[Point placement records]
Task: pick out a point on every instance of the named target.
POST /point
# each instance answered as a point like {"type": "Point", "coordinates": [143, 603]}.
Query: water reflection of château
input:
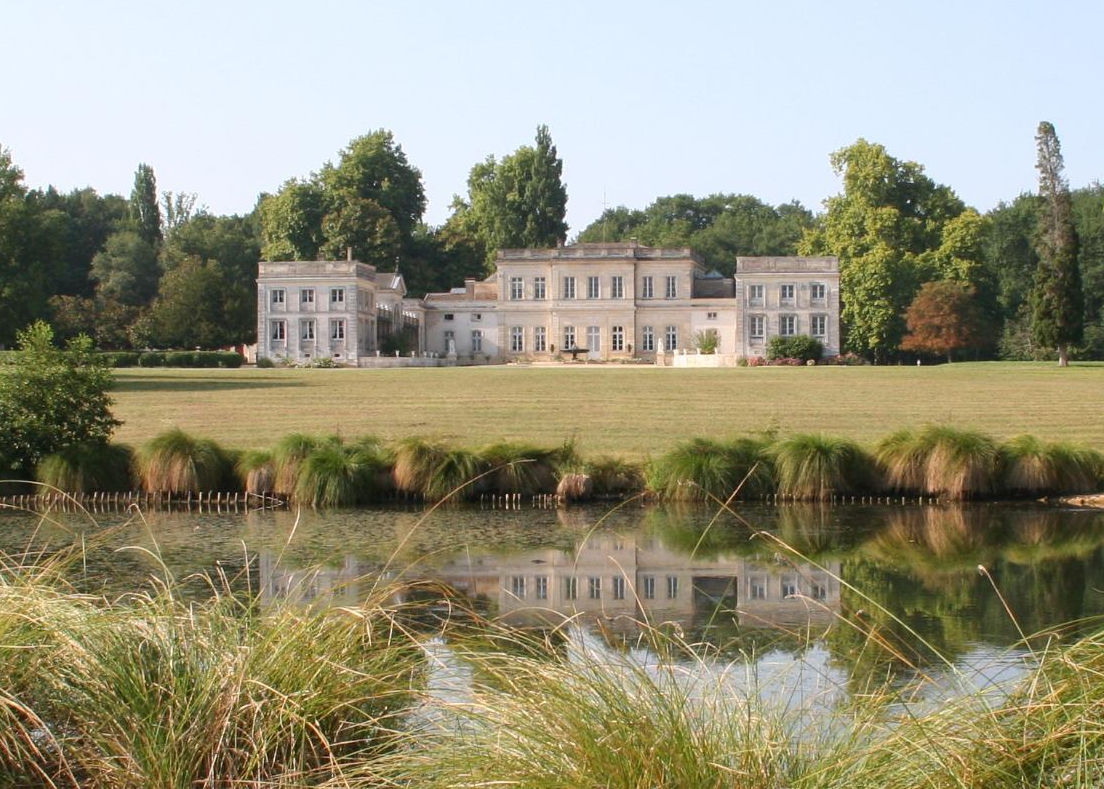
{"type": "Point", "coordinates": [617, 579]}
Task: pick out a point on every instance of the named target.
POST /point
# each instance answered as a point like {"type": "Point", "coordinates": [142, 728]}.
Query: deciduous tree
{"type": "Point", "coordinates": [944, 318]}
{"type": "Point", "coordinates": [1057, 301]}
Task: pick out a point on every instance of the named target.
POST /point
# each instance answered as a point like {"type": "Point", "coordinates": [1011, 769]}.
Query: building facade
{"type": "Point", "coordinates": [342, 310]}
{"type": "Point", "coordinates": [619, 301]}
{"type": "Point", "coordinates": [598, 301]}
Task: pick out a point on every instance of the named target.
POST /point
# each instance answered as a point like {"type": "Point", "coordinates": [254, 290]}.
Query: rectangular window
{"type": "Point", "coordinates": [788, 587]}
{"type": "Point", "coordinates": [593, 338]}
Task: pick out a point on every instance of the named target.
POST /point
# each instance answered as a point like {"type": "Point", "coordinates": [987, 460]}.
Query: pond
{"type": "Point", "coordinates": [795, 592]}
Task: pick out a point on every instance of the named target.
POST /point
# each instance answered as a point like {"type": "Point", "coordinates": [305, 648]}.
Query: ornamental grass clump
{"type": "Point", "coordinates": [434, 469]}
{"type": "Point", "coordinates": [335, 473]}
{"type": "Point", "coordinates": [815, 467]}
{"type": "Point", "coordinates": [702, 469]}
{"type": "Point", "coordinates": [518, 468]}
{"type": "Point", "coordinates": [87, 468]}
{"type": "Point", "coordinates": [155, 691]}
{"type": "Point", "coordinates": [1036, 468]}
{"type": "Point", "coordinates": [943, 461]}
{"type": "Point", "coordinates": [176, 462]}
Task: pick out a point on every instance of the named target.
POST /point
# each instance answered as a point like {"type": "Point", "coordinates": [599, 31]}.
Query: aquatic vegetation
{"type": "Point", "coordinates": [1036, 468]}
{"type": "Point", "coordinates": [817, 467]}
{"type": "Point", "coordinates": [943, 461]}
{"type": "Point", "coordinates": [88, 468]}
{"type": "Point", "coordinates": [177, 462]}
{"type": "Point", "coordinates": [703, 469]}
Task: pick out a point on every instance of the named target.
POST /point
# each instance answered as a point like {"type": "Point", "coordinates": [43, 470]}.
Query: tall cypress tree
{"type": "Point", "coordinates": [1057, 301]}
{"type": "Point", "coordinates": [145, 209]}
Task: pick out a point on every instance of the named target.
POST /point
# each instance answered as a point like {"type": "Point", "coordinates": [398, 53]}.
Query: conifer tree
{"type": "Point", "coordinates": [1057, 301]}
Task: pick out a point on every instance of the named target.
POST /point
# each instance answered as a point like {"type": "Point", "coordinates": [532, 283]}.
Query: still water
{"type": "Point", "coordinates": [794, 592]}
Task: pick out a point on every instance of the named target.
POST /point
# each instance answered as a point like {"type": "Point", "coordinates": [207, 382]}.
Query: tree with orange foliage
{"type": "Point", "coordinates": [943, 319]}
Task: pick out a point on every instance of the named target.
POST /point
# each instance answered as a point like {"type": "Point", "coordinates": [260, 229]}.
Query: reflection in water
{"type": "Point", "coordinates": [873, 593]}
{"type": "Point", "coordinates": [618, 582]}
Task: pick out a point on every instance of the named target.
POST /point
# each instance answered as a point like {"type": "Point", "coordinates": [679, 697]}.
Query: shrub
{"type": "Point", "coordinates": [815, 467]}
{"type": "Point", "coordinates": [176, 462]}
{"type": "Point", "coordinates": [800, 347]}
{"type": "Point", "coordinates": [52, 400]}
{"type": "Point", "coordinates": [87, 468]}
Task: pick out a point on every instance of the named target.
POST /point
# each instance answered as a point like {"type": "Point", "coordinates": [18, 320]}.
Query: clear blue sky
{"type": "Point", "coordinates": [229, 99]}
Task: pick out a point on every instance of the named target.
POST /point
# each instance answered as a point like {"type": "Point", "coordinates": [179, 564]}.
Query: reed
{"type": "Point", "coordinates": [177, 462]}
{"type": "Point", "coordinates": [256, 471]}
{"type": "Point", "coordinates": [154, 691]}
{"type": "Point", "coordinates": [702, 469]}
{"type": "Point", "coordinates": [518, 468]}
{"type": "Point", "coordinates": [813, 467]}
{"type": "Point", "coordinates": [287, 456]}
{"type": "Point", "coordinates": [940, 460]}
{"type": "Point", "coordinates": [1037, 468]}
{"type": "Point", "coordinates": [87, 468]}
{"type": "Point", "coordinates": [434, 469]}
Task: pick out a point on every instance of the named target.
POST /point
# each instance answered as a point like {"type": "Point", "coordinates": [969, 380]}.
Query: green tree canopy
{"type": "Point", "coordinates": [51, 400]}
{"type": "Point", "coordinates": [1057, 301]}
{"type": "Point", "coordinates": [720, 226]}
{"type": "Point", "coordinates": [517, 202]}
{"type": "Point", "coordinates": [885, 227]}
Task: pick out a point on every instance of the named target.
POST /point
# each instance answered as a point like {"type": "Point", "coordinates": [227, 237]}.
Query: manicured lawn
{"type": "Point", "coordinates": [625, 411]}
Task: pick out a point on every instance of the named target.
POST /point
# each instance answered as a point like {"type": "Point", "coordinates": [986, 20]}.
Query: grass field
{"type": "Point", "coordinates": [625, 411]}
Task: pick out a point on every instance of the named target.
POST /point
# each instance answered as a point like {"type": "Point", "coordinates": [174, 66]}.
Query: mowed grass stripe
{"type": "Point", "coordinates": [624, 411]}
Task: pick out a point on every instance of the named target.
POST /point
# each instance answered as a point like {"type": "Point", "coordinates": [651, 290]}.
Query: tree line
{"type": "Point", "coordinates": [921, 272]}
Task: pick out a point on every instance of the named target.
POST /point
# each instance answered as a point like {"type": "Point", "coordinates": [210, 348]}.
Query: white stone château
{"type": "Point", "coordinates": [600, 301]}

The problem — Write out all the records again, exactly, minus any pictures.

Task solution —
Task: pick out a point on every instance of the named target.
POST /point
# each instance answered as a point like {"type": "Point", "coordinates": [143, 603]}.
Query: water reflection of château
input:
{"type": "Point", "coordinates": [617, 579]}
Task: pick out a point on every instance of the named target.
POST /point
# each instance answered as a point like {"type": "Point", "coordinates": [142, 728]}.
Query: deciduous tree
{"type": "Point", "coordinates": [944, 318]}
{"type": "Point", "coordinates": [1057, 301]}
Task: pick out a point on every instance of the named target.
POST /point
# each instance answered as a point like {"type": "Point", "coordinates": [1011, 769]}.
Query: building facade
{"type": "Point", "coordinates": [342, 310]}
{"type": "Point", "coordinates": [619, 301]}
{"type": "Point", "coordinates": [598, 301]}
Task: pick out a point on every instance of the named target.
POST /point
# each instance answered as a point like {"type": "Point", "coordinates": [254, 290]}.
Query: rectangular window
{"type": "Point", "coordinates": [788, 587]}
{"type": "Point", "coordinates": [593, 338]}
Task: pick out a point on every instance of the named target.
POST /point
# each instance answered as a point like {"type": "Point", "coordinates": [987, 460]}.
Query: pond
{"type": "Point", "coordinates": [795, 592]}
Task: pick out a point on every instance of the named target.
POST /point
# each instance answered as a point like {"type": "Point", "coordinates": [305, 648]}.
Query: ornamental grass clump
{"type": "Point", "coordinates": [434, 469]}
{"type": "Point", "coordinates": [335, 473]}
{"type": "Point", "coordinates": [815, 467]}
{"type": "Point", "coordinates": [702, 469]}
{"type": "Point", "coordinates": [518, 468]}
{"type": "Point", "coordinates": [87, 468]}
{"type": "Point", "coordinates": [155, 691]}
{"type": "Point", "coordinates": [1036, 468]}
{"type": "Point", "coordinates": [943, 461]}
{"type": "Point", "coordinates": [176, 462]}
Task: pick out a point on every instance of the named target.
POST /point
# each instance answered as a point like {"type": "Point", "coordinates": [599, 31]}.
Query: aquatic vegetation
{"type": "Point", "coordinates": [1036, 468]}
{"type": "Point", "coordinates": [817, 467]}
{"type": "Point", "coordinates": [943, 461]}
{"type": "Point", "coordinates": [88, 468]}
{"type": "Point", "coordinates": [177, 462]}
{"type": "Point", "coordinates": [703, 469]}
Task: pick out a point on every instance of the named target.
POST /point
# each instance answered as a point like {"type": "Point", "coordinates": [43, 470]}.
Query: tall cypress tree
{"type": "Point", "coordinates": [1057, 301]}
{"type": "Point", "coordinates": [145, 209]}
Task: pick out a point on every instance of the named target.
POST /point
# each instance answered as a point like {"type": "Point", "coordinates": [398, 53]}.
Query: conifer tree
{"type": "Point", "coordinates": [1057, 301]}
Task: pick out a point on every instance of the named target.
POST /point
# each instance answered as a point like {"type": "Point", "coordinates": [532, 283]}.
Query: still water
{"type": "Point", "coordinates": [794, 592]}
Task: pick out a point on every instance of the named target.
POST /point
# each instance answered as a point like {"type": "Point", "coordinates": [207, 382]}.
Query: tree with orange foliage
{"type": "Point", "coordinates": [943, 319]}
Task: pick out a point on every instance of the named target.
POST /point
# each instance answered as a point like {"type": "Point", "coordinates": [260, 229]}.
Query: reflection in water
{"type": "Point", "coordinates": [873, 593]}
{"type": "Point", "coordinates": [618, 582]}
Task: pick out a point on every instance of the named target.
POST /point
# each instance answered as a point like {"type": "Point", "coordinates": [679, 697]}.
Query: shrub
{"type": "Point", "coordinates": [815, 467]}
{"type": "Point", "coordinates": [176, 462]}
{"type": "Point", "coordinates": [800, 347]}
{"type": "Point", "coordinates": [52, 400]}
{"type": "Point", "coordinates": [87, 468]}
Task: pick out a point on every instance of the named target.
POST /point
# each instance answered as a point like {"type": "Point", "coordinates": [18, 320]}.
Query: clear blue sky
{"type": "Point", "coordinates": [229, 99]}
Task: pick out a point on every instance of the named target.
POST /point
# each instance answered as a point like {"type": "Point", "coordinates": [179, 564]}.
Query: reed
{"type": "Point", "coordinates": [177, 462]}
{"type": "Point", "coordinates": [256, 471]}
{"type": "Point", "coordinates": [154, 691]}
{"type": "Point", "coordinates": [702, 469]}
{"type": "Point", "coordinates": [518, 468]}
{"type": "Point", "coordinates": [813, 467]}
{"type": "Point", "coordinates": [287, 456]}
{"type": "Point", "coordinates": [940, 460]}
{"type": "Point", "coordinates": [1037, 468]}
{"type": "Point", "coordinates": [87, 468]}
{"type": "Point", "coordinates": [434, 469]}
Task: pick out a point on every instance of the named target.
POST /point
# each instance answered as a point like {"type": "Point", "coordinates": [969, 380]}.
Query: green tree canopy
{"type": "Point", "coordinates": [51, 400]}
{"type": "Point", "coordinates": [1057, 301]}
{"type": "Point", "coordinates": [720, 226]}
{"type": "Point", "coordinates": [517, 202]}
{"type": "Point", "coordinates": [885, 227]}
Task: pick out a point on every instance of the named target.
POST /point
# each instance answered as a point like {"type": "Point", "coordinates": [227, 237]}.
Query: manicured lawn
{"type": "Point", "coordinates": [625, 411]}
Task: pick out a point on every instance of the named target.
POST /point
# each instance answered as a point like {"type": "Point", "coordinates": [986, 20]}.
Query: grass field
{"type": "Point", "coordinates": [625, 411]}
Task: pick out a point on every instance of the named target.
POST /point
# each instance answered as a point like {"type": "Point", "coordinates": [174, 66]}.
Query: mowed grass stripe
{"type": "Point", "coordinates": [624, 411]}
Task: pick out a point on every instance of the named target.
POST /point
# each instance answered as a point like {"type": "Point", "coordinates": [651, 290]}.
Query: tree line
{"type": "Point", "coordinates": [921, 272]}
Task: pick out a point on every instance of the named target.
POST /point
# each instance answered as a point like {"type": "Point", "coordinates": [210, 348]}.
Query: white stone château
{"type": "Point", "coordinates": [600, 301]}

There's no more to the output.